# [EXERCISE GOAL]
From the line containing "You are an object detector. Scan the scene for any gloved" down to the last line of the records below, copy every line exactly. Leave out everything before it.

** Opening EXTRACTED INFORMATION block **

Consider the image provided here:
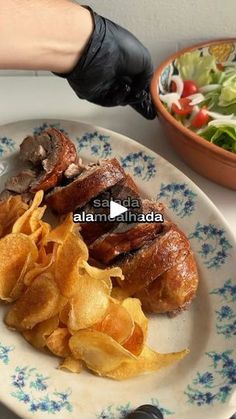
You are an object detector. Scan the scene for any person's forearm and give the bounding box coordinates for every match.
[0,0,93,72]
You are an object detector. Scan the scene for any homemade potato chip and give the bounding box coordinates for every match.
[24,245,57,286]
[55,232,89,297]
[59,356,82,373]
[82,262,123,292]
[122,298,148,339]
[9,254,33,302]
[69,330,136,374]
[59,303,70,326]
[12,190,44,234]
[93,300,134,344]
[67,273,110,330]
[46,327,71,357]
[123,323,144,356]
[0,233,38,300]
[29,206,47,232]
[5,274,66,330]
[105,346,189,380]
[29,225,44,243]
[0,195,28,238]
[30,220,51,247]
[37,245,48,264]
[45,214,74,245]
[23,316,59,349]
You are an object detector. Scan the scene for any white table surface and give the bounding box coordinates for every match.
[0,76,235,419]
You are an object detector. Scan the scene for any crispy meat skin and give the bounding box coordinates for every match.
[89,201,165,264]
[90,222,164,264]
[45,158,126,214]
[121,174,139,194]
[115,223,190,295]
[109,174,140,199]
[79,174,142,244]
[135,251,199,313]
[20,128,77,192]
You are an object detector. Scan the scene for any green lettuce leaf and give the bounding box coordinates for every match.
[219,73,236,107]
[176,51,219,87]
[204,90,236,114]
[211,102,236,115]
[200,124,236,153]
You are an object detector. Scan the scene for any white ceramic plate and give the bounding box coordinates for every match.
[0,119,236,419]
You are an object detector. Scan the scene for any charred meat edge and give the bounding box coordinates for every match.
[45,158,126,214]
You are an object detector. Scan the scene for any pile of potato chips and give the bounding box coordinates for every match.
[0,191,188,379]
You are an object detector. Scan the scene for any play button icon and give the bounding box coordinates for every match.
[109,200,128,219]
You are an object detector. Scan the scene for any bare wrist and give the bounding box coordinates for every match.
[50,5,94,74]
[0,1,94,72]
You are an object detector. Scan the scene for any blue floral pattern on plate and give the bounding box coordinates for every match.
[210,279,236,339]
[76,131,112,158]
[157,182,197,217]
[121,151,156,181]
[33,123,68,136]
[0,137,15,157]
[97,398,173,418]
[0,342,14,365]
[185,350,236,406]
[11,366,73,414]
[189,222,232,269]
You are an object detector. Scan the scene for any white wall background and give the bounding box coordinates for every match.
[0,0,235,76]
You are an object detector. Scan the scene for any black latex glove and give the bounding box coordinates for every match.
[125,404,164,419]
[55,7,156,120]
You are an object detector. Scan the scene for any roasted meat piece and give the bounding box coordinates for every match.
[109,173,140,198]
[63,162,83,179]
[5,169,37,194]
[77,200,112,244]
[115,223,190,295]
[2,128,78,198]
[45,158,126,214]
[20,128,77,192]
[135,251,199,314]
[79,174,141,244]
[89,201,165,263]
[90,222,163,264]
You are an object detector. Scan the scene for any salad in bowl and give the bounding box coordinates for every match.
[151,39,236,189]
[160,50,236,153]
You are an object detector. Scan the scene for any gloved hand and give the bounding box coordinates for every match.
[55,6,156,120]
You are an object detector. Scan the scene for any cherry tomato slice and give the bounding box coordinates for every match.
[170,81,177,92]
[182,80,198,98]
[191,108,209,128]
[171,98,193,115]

** Closing EXTRACTED INFORMATION block **

# [SOLUTION TO THIS TASK]
You are an object detector. Scan the scene for any gloved hand and give the bounding box coordinates for every match.
[55,6,156,120]
You are an object detector. Scan the scene for any cherry tomato slice and give the bounding box coordinates for every match.
[170,81,177,92]
[182,80,198,98]
[191,108,209,128]
[171,98,193,115]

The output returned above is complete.